Problem to work on ▸
The reply should match the listing below character for character, except that no image is carried over.

Provided entries ▸

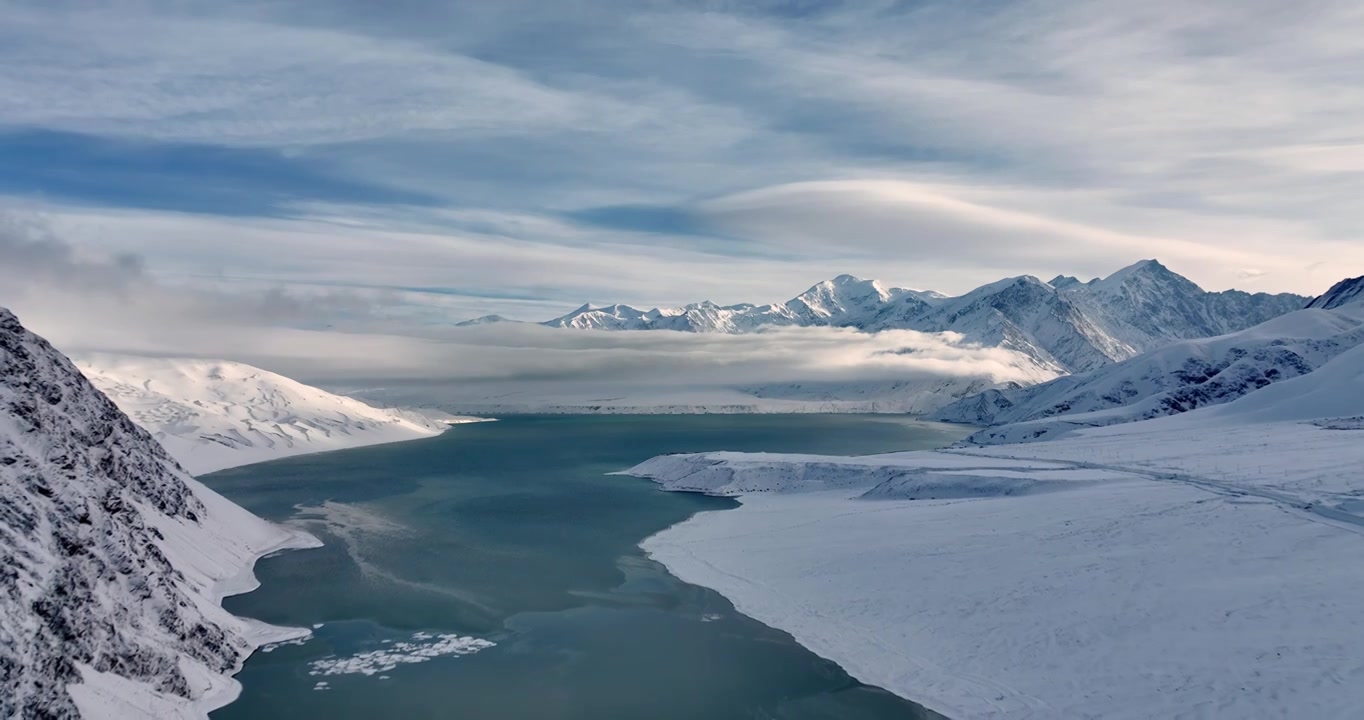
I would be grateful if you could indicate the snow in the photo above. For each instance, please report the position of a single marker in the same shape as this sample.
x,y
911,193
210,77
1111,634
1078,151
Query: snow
x,y
1072,327
216,413
420,648
1172,379
1203,565
116,559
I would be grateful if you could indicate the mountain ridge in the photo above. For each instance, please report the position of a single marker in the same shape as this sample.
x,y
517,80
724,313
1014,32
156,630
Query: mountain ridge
x,y
1070,326
112,558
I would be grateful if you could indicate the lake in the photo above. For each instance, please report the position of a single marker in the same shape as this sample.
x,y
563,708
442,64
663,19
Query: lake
x,y
512,533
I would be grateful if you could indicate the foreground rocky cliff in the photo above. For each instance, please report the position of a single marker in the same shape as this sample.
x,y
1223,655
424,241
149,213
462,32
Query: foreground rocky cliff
x,y
112,558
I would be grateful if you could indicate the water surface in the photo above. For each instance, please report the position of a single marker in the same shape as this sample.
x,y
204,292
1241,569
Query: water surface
x,y
512,532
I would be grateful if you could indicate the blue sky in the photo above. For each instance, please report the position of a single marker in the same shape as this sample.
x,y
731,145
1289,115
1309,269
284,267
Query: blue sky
x,y
426,161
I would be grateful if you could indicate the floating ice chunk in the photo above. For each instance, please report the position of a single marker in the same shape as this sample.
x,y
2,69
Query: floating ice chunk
x,y
420,648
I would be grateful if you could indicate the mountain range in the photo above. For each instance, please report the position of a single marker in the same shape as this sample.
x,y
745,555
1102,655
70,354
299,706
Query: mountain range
x,y
1173,379
1063,325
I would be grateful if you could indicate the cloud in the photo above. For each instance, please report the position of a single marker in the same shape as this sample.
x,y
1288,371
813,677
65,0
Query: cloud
x,y
92,304
679,150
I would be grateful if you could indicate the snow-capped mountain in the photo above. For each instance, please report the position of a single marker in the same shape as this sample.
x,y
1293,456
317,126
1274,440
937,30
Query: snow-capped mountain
x,y
216,413
113,558
843,302
1064,325
1345,292
1172,379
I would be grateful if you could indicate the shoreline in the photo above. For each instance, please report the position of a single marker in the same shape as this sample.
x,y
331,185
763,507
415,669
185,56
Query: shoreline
x,y
1042,581
257,633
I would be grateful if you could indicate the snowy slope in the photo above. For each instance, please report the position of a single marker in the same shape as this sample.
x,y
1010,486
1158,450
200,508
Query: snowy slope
x,y
1172,379
1130,572
214,413
1346,292
1072,326
115,559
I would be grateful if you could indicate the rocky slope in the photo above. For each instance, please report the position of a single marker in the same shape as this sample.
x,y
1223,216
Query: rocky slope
x,y
1172,379
112,558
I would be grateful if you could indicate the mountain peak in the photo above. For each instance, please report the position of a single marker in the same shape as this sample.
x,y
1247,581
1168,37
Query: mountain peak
x,y
1345,292
1147,273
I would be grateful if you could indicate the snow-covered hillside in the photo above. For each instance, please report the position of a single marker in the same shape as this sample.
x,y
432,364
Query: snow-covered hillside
x,y
1172,379
1169,381
1064,325
214,413
1346,292
1127,572
113,558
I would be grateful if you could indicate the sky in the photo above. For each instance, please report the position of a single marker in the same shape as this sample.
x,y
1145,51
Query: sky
x,y
345,165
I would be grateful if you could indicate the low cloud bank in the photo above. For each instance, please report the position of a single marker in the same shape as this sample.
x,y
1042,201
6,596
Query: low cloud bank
x,y
107,304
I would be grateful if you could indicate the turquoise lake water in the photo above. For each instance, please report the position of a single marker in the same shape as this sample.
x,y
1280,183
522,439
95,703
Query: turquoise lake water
x,y
512,533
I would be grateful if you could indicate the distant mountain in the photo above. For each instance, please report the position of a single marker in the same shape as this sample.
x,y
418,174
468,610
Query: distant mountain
x,y
1168,381
1064,325
1346,292
216,413
112,558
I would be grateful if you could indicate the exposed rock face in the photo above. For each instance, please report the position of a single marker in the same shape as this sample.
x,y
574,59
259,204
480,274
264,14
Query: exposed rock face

Response to this exercise ▸
I would be grateful if you could indicate the snow in the photo above. For each instance, please report the position of a single marker in the same shape as this sample.
x,y
911,193
210,77
1111,634
1078,151
Query: snow
x,y
1072,327
216,413
420,648
1172,379
1203,565
116,559
I would be grateful if you could indicate the mountain ridge in the photo above. For each instance, please report the position of a single marker in the same shape as this sample.
x,y
517,80
724,313
1014,32
156,630
Query: mountain ridge
x,y
1070,326
112,558
I would be grateful if you could indicate the lake in the photo above. For each instance, please report the position of a single marker in the same shape as this sample.
x,y
563,708
442,64
663,19
Query: lake
x,y
512,533
I would be grateful if you could indicate the foreground rocky cliff in the photo above. For each instance, please report the position of a single marker in the same shape as this sample.
x,y
1223,655
424,241
149,213
462,32
Query: foreground rocky cliff
x,y
112,558
I would be grateful if you could indicate the water surface in the photo above. For each instance, please report the position of a single marker in the same shape as this sample.
x,y
204,292
1241,569
Query: water surface
x,y
512,532
I would be grateful if you could indicate the blue sky in the photo above. For each instance, please report the position of a single marker in the same shape as this sample.
x,y
731,145
1289,115
1309,269
284,267
Query: blue sky
x,y
426,161
I would be grateful if you could indicate the floating ice chunk in the photo above. For each instance, please report the position of a single marker in the same shape as this sample.
x,y
2,69
Query: floating ice chunk
x,y
420,648
I would be grateful if you could indicate the mountain range in the photo above. For each instance, please report the position of a single marker in the same shape as this sample.
x,y
745,555
1102,655
70,354
299,706
Query: mountain range
x,y
1173,379
1063,325
I would be grateful if you could indicate the cloud in the photo above. For each instance, please report the position of a single marker in the same shape as this sample.
x,y
1288,371
813,677
65,0
Query: cloud
x,y
92,304
679,150
I would be grateful if you could indicate the snow-capped mountain in the photo above. For each instance, please report the position of a single marker in the same shape as this sample.
x,y
1293,456
317,126
1274,440
937,30
Query: snow-capped mountain
x,y
216,413
113,558
843,302
1064,325
1345,292
1172,379
I would be grateful if you could indicate the shoreline in the photo above. For each instance, please report the position of a single marker in the same shape as this sample.
x,y
331,185
763,507
415,669
185,56
Query: shoreline
x,y
1042,581
257,633
I would be grateful if you could indicate the snowy slope in the photo above. For each instance, please report the position of a single marker in the same shape as this sample.
x,y
1010,486
1158,450
200,508
Query: snowy slope
x,y
1172,379
1130,572
214,413
1346,292
1072,326
115,559
I would be grateful if you could indicate the rocky slope in the photo above. For each instance, please report the position of a single marker in the same shape as this sample.
x,y
1223,216
Query: rocky slope
x,y
1172,379
112,558
I would be grateful if you could indicate the mountain peak in the photo above. For each instance, please report the position of a single marker in the same shape as this sample.
x,y
1247,581
1168,37
Query: mountain peak
x,y
1345,292
1147,273
I would be grateful if you could indicate the snow-covered hillside in the photo above. For each instance, please report the position of a single marker in the same shape as this sample.
x,y
432,364
Query: snow-covered hillside
x,y
1172,379
1169,381
1064,325
214,413
1346,292
1127,572
113,558
I would be grateful if you could indicate the sky in the photo above. For each instance, please report the position of a single marker in the same shape as this sample.
x,y
1145,51
Query: sky
x,y
345,165
I would be grateful if you could indicate the low cloud bank in the photo above. For each instance, please report the position of a single marker in the same shape as this sample.
x,y
1042,201
6,596
Query: low cloud bank
x,y
107,304
I would be grateful if you could indicate the turquoise lake water in the photo above. For each instance, please report the position of a single marker in the same shape as this sample.
x,y
1280,183
522,439
95,703
Query: turquoise lake water
x,y
512,533
I would be grateful if you could indicate the distant mountain in the photo above. For each instance, please report the position of a single marker in the same shape as this sample.
x,y
418,174
468,610
Query: distant mountain
x,y
1168,381
1064,325
1346,292
216,413
112,558
I would be grateful if you could indicate the exposed rock face in the photo above. For each instance, please report the position of a single marker in the same shape as this sample.
x,y
574,59
259,204
480,274
264,14
Query: exposed rock face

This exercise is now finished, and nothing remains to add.